YOUR OBJECTIVE:
Return every line of the listing below unchanged, from the first line through the last.
+++
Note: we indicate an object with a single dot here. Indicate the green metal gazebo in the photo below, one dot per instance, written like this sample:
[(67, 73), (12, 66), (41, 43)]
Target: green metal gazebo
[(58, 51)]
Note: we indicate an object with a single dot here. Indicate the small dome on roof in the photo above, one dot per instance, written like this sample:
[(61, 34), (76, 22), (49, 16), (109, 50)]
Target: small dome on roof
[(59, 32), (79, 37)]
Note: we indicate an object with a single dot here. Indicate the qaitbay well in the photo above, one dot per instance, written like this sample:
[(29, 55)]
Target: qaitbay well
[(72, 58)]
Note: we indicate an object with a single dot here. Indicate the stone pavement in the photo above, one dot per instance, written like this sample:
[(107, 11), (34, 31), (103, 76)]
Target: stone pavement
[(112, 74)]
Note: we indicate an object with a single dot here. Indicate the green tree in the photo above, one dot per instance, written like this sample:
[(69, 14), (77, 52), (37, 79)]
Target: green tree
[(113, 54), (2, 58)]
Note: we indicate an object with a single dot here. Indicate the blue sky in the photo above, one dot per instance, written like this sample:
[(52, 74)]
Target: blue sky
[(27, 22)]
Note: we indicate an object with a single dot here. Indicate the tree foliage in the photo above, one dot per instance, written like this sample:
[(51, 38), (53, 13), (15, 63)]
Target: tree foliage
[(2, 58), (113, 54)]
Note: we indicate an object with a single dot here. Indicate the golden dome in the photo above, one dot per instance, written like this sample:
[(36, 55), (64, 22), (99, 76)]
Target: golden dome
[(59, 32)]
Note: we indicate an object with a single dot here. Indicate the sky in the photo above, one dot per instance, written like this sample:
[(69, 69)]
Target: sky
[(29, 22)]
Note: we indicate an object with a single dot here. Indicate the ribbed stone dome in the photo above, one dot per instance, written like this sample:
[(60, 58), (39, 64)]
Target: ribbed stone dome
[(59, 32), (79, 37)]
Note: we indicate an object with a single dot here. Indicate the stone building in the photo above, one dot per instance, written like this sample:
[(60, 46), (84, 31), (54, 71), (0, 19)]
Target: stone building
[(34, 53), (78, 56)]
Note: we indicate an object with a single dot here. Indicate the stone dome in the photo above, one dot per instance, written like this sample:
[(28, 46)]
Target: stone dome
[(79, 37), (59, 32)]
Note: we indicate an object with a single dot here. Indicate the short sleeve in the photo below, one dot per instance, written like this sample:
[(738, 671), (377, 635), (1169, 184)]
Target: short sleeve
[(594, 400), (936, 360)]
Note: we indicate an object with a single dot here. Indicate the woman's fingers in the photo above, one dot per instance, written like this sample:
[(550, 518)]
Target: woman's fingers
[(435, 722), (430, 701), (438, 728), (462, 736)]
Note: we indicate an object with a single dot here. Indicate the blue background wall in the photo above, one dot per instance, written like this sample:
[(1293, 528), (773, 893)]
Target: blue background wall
+++
THE SOLUTION:
Note: we indicate an object with a single dot here. Indicate the green metal gazebo in the photo below, one dot per instance, written like this sample:
[(67, 73), (12, 66), (41, 43)]
Target: green metal gazebo
[(58, 51)]
Note: we indicate an object with a single dot here. Indicate the small dome on roof in the photo above, one dot per instance, written like this sample:
[(61, 34), (76, 22), (49, 16), (109, 50)]
Target: small dome on roof
[(59, 32), (79, 37)]
Note: we indicate an object with a single dot here. Indicate the qaitbay well in the photo above, one dot per instance, written like this sample:
[(29, 55)]
Target: qaitbay well
[(72, 58)]
Note: we indicate an object with a single dot here. Indicate the stone pavement in the photo above, one dot per instance, written like this sample:
[(107, 11), (34, 31), (103, 76)]
Target: stone pavement
[(112, 74)]
Note: we indicate an object with a single dot here. Indicate the green tree in the photo above, one dot per instance, written like this sample:
[(69, 14), (77, 52), (37, 79)]
Target: green tree
[(113, 54), (2, 58)]
Note: we indicate an object with a single dot here. Indicate the blue sky in the photo above, one dot per instance, written like this sample:
[(52, 74)]
Target: blue sky
[(27, 22)]
Note: we indicate an object with a single dot here. Indicate the tree foliage in the photo above, one dot per instance, written like this sample:
[(51, 38), (53, 13), (15, 63)]
Target: tree foliage
[(2, 58), (113, 54)]
Note: we indicate an object with a single dot here. Indicate the golden dome in the photo above, one dot per instance, written like this sample:
[(36, 55), (64, 22), (99, 76)]
Target: golden dome
[(59, 32)]
Note: we indicate an object with a single dot here. Indicate the sky in the photo above, one dot per instance, written like this sample:
[(69, 69)]
Target: sky
[(29, 22)]
Note: we indicate an object with a single dot here. Indicate the ribbed stone dome in the photo above, one dot per instance, written like this sample:
[(60, 58), (39, 64)]
Target: ribbed stone dome
[(59, 32), (79, 37)]
Note: we indicate an object with a single dot here. Indicate the stone building in the photo above, one dot per instance, written like this sample:
[(60, 46), (84, 31), (54, 71), (0, 19)]
Target: stone building
[(34, 53), (78, 56)]
Note: we indicate an object with a single dot here. Indicate the stone dome in the photo above, one dot per instance, written like this sample:
[(28, 46)]
Target: stone dome
[(79, 37), (59, 32)]
Note: we indicate an object with a single dot here. Indicate the short sleeve in the photo below, one dot per instance, written like this sample:
[(738, 671), (377, 635), (1169, 184)]
Target: short sleeve
[(594, 400), (936, 360)]
Note: we indicate an object with a single dot here. Indicate the woman's fingers in the photo above, one dot per instance, written like this sample:
[(550, 518)]
Target: woman's fingers
[(435, 722), (430, 701), (438, 728), (462, 736)]
Note: we indicate an object with a single dot here. Indicate the blue background wall in the photo above, one dot per instance, written like this sample:
[(1293, 528), (773, 893)]
Target: blue background wall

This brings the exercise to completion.